[Start of RECORDS FOR THIS EXERCISE]
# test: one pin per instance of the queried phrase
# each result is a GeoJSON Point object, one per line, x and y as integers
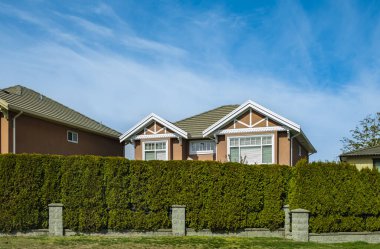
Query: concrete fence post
{"type": "Point", "coordinates": [287, 221]}
{"type": "Point", "coordinates": [179, 220]}
{"type": "Point", "coordinates": [55, 219]}
{"type": "Point", "coordinates": [300, 225]}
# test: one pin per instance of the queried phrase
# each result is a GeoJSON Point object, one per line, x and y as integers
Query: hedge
{"type": "Point", "coordinates": [340, 198]}
{"type": "Point", "coordinates": [115, 193]}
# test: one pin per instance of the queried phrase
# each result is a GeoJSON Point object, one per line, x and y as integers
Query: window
{"type": "Point", "coordinates": [376, 163]}
{"type": "Point", "coordinates": [251, 150]}
{"type": "Point", "coordinates": [202, 147]}
{"type": "Point", "coordinates": [155, 150]}
{"type": "Point", "coordinates": [72, 136]}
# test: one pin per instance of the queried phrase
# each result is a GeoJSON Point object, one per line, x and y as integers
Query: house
{"type": "Point", "coordinates": [248, 133]}
{"type": "Point", "coordinates": [363, 158]}
{"type": "Point", "coordinates": [33, 123]}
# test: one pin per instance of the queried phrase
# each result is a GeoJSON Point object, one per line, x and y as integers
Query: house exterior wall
{"type": "Point", "coordinates": [360, 162]}
{"type": "Point", "coordinates": [34, 135]}
{"type": "Point", "coordinates": [295, 153]}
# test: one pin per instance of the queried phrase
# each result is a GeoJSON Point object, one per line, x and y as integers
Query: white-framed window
{"type": "Point", "coordinates": [258, 149]}
{"type": "Point", "coordinates": [155, 150]}
{"type": "Point", "coordinates": [72, 136]}
{"type": "Point", "coordinates": [202, 147]}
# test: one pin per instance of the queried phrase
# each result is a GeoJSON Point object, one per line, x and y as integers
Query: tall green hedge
{"type": "Point", "coordinates": [115, 193]}
{"type": "Point", "coordinates": [339, 197]}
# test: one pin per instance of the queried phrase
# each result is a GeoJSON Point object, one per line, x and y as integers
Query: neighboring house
{"type": "Point", "coordinates": [33, 123]}
{"type": "Point", "coordinates": [248, 133]}
{"type": "Point", "coordinates": [363, 158]}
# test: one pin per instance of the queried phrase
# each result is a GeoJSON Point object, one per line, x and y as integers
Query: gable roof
{"type": "Point", "coordinates": [196, 124]}
{"type": "Point", "coordinates": [20, 98]}
{"type": "Point", "coordinates": [256, 107]}
{"type": "Point", "coordinates": [146, 121]}
{"type": "Point", "coordinates": [371, 151]}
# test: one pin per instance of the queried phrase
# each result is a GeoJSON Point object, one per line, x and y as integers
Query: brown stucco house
{"type": "Point", "coordinates": [33, 123]}
{"type": "Point", "coordinates": [363, 158]}
{"type": "Point", "coordinates": [248, 133]}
[End of RECORDS FOR THIS EXERCISE]
● **THE PROBLEM**: Gather each line from the rows above that contains the word "house" and copy it out in full. Case counts.

● **WRITTEN SOLUTION**:
Query: house
Query: house exterior wall
Query: neighboring house
Query: brown stucco house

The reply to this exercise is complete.